#### [Assignment]
The text of every record, exactly as given and with no pictures, should be your output.
-*-
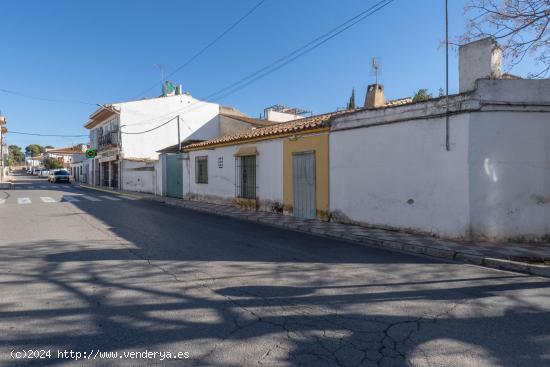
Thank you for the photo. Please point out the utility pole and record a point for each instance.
(447, 138)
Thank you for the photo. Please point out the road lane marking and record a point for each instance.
(91, 198)
(23, 201)
(70, 199)
(109, 197)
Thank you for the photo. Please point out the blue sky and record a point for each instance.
(103, 51)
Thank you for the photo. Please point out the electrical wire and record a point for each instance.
(146, 131)
(205, 48)
(47, 99)
(288, 58)
(48, 135)
(300, 51)
(251, 78)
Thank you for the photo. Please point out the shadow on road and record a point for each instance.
(172, 278)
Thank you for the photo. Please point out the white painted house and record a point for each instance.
(134, 131)
(129, 137)
(389, 166)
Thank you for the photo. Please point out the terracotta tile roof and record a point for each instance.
(70, 150)
(308, 123)
(398, 102)
(250, 120)
(294, 126)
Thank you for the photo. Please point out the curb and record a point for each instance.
(435, 252)
(122, 193)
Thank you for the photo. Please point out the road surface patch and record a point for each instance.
(23, 201)
(109, 197)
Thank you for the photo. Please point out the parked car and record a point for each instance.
(59, 175)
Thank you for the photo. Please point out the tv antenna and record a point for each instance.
(374, 68)
(161, 69)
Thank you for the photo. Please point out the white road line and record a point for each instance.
(91, 198)
(109, 197)
(70, 199)
(128, 198)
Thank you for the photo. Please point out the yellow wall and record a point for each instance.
(304, 143)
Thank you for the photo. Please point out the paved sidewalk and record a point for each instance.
(531, 258)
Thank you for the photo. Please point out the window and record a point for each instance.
(245, 174)
(201, 169)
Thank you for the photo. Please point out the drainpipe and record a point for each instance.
(447, 137)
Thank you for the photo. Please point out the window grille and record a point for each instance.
(245, 177)
(201, 169)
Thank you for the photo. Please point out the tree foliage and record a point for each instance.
(422, 95)
(520, 26)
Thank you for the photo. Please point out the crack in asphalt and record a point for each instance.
(376, 346)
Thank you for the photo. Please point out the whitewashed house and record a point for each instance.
(390, 167)
(129, 137)
(387, 164)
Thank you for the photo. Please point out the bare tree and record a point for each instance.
(520, 26)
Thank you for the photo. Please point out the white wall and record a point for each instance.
(140, 176)
(510, 175)
(281, 116)
(494, 184)
(137, 116)
(401, 176)
(221, 181)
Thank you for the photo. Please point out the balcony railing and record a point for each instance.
(108, 140)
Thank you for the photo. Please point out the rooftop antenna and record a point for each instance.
(161, 69)
(374, 68)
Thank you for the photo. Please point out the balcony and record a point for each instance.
(108, 140)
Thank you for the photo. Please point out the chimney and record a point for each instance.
(478, 60)
(375, 96)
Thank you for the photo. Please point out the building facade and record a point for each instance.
(136, 130)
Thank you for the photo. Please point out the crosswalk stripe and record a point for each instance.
(91, 198)
(109, 197)
(23, 201)
(70, 199)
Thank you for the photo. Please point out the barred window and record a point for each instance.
(245, 174)
(201, 169)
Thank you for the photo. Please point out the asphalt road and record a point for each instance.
(85, 271)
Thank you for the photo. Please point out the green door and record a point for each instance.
(174, 175)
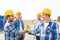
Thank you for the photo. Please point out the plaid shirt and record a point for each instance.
(51, 32)
(10, 31)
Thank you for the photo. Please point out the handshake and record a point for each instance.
(26, 30)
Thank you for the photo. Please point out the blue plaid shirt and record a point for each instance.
(51, 32)
(10, 31)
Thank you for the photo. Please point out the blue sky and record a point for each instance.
(29, 8)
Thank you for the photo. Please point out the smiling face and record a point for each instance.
(45, 16)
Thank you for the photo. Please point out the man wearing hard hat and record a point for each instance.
(48, 29)
(37, 23)
(9, 27)
(19, 24)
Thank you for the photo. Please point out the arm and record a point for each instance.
(35, 31)
(56, 32)
(6, 30)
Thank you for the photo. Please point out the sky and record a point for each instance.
(29, 8)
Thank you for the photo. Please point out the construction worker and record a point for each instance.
(9, 27)
(48, 29)
(37, 23)
(19, 26)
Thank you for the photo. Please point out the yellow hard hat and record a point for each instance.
(18, 13)
(47, 11)
(39, 14)
(27, 27)
(8, 12)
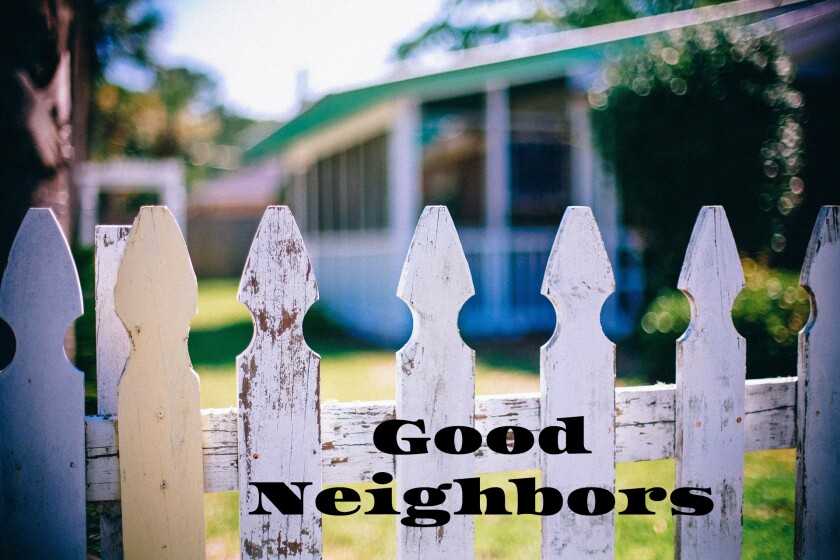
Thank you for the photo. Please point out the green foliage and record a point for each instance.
(85, 326)
(462, 24)
(768, 313)
(702, 115)
(122, 31)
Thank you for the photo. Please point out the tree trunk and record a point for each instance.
(35, 117)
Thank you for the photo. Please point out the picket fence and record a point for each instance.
(151, 453)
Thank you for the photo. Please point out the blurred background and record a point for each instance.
(356, 115)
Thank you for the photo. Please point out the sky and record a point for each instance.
(256, 49)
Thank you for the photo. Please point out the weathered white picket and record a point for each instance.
(818, 403)
(435, 379)
(577, 378)
(42, 479)
(711, 370)
(150, 467)
(278, 379)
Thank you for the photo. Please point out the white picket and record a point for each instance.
(577, 378)
(818, 418)
(161, 474)
(112, 348)
(711, 371)
(278, 379)
(435, 380)
(42, 468)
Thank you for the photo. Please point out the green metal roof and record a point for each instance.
(333, 107)
(512, 70)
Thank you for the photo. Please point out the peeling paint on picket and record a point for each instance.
(278, 379)
(818, 445)
(711, 371)
(161, 474)
(42, 405)
(112, 349)
(577, 378)
(435, 380)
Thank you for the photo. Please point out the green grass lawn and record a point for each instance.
(353, 371)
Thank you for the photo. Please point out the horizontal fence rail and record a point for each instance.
(644, 431)
(151, 453)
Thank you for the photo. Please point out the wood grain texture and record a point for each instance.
(818, 418)
(162, 485)
(435, 380)
(644, 431)
(577, 378)
(42, 407)
(278, 379)
(710, 409)
(112, 348)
-*-
#### [Result for this task]
Thank you for the photo. Please point out the utility pole and record a point for each instance.
(447, 138)
Thank you for the photo. Please point out the road lane marking and record a point for each instance.
(91, 198)
(23, 201)
(70, 199)
(109, 197)
Thank you for the photo. Please point out the blue sky and record a point for each instance.
(103, 51)
Thank you for the photo. Please point out the electrical wire and record a point for each instance.
(146, 131)
(205, 48)
(47, 99)
(288, 58)
(48, 135)
(300, 51)
(251, 78)
Thank you for the photo. Please point out the shadow on road and record a point for each instance.
(172, 278)
Thank you for the photo. Please point out the white painted house and record a point for each instance.
(134, 131)
(129, 137)
(389, 166)
Thank you for the photo. Please point out the terracotta tile roof and record a point for each instance.
(70, 150)
(308, 123)
(398, 102)
(250, 120)
(294, 126)
Thank you for the photo. Please point out the curb and record a point for each instance.
(435, 252)
(122, 193)
Thank you for the photo. Please point out the road surface patch and record a point for each instance.
(23, 201)
(109, 197)
Thank you for the photo. Please point out the parked car and record a point for each instance.
(59, 175)
Thank you for the photo. Please point out the tv antenna and record a point for each instance.
(374, 68)
(161, 69)
Thank you for the photo. Please point out the white road line and record a point for each instance.
(91, 198)
(109, 197)
(70, 199)
(128, 198)
Thank you for the photo. Please point out the yellow wall and record a point for each instance.
(304, 143)
Thank you for the photo. Please point out the paved sidewalk and record a point for each instance.
(531, 258)
Thank you for the photo. Please point out the window and record a point for each instance.
(245, 174)
(201, 169)
Thank you for the photo. Please point out the drainpipe and record a point for each instance.
(447, 137)
Thank you for the photo. Please point out the window grille and record a point for each instance.
(245, 177)
(201, 169)
Thank you for the photo. Please point out the tree foliage and record a point for each instance.
(422, 95)
(520, 26)
Thank you for the photo. Please point out the crack in asphalt and record a point for each instance.
(376, 346)
Thank you for the photo. Please point out the whitewashed house and record a point for each instance.
(390, 167)
(129, 137)
(387, 164)
Thank you for the photo. Please point out the bare tree and record a point for each instance.
(520, 26)
Thank you for the photo. Please point out the white wall and record a point for each instance.
(140, 176)
(510, 175)
(281, 116)
(494, 184)
(137, 116)
(401, 176)
(221, 181)
Thank you for the photo. Please point out the balcony railing and record a point for each instance.
(108, 140)
Thank you for the photo. Please point out the rooftop antenna and record a point for each instance.
(161, 69)
(374, 68)
Thank you for the photo. Please point out the balcony and record a point for each instance.
(108, 140)
Thank you for the photo. Please point out the chimney and record a point for each instance.
(478, 60)
(375, 96)
Thank you for the photo. Please point out the building facade and record a point for each instance.
(136, 130)
Thank you for the photo. Please point out the crosswalk stripe and record a point for each instance.
(91, 198)
(109, 197)
(23, 201)
(70, 199)
Thank you for the photo. Please point out the barred window and record a point for each instance.
(245, 174)
(201, 169)
Thank you for the photo. Please point out the asphalt road and record a point for each instance.
(85, 271)
Thank you for the photo. Please point out the green door and record a point for each instance.
(174, 175)
Thank you for the photo. Please point out the plaid shirt and record a point for each instance.
(51, 32)
(10, 31)
Thank you for the photo. Please point out the handshake and record a point for each instance.
(26, 30)
Thank you for the photo. Please point out the blue plaid shirt and record a point for each instance.
(51, 32)
(10, 31)
Thank you for the photo. Please point out the blue sky and record a point for each instance.
(29, 8)
Thank you for the photo. Please point out the smiling face and record a point for each instance.
(45, 16)
Thank you for the photo. Please point out the man wearing hard hat and record a point for each instance.
(48, 29)
(37, 23)
(9, 27)
(19, 24)
Thank you for the photo. Please point out the arm and record a point for each instance.
(35, 31)
(56, 32)
(6, 30)
Thank you for the photo. Please point out the sky and record a point for each instance.
(29, 8)
Thank you for the photo. Please point out the construction worker and record a point for each instance.
(9, 27)
(48, 29)
(37, 23)
(19, 26)
Thank you for the photo. Please point out the yellow hard hat and record a point for each instance.
(18, 13)
(47, 11)
(39, 14)
(27, 27)
(8, 12)
Thank you for the photo. Please point out the green foliage and record a point for each instance.
(85, 326)
(462, 24)
(768, 313)
(702, 115)
(122, 31)
Thank you for the photo. Please point out the tree trunk and record a point for each instance.
(35, 117)
Thank you for the photo. Please point out the picket fence and record a point for each instance.
(151, 453)
Thank you for the photo. Please point out the blurred background and record a point for each instance.
(356, 115)
Thank you for the photo. Please point out the sky and record a point for each instance.
(256, 49)
Thank you for the photo. Please point out the weathered white picket and record a point for each instance.
(818, 403)
(435, 379)
(577, 378)
(42, 479)
(711, 370)
(150, 467)
(278, 379)
Thank you for the photo. Please point out the white picket and record a point for each instance.
(577, 378)
(818, 418)
(161, 474)
(112, 348)
(711, 371)
(278, 379)
(435, 380)
(42, 468)
Thank you for the photo. Please point out the green metal roof and record a point for each instance.
(333, 107)
(512, 70)
Thank you for the photo. Please point out the peeling paint on picket and record a point for each instance.
(278, 379)
(818, 445)
(711, 371)
(161, 474)
(42, 405)
(112, 349)
(577, 378)
(435, 380)
Thank you for the photo. Please point out the green grass lawn and record a point for each instance.
(353, 371)
Thank you for the photo. Please point out the horizontal fence rail and record a point for each instance.
(644, 431)
(151, 453)
Thank you for the photo. Please point out the wood grain texture and record a point for each instance.
(818, 418)
(162, 485)
(435, 380)
(644, 431)
(577, 378)
(42, 407)
(278, 379)
(710, 409)
(112, 348)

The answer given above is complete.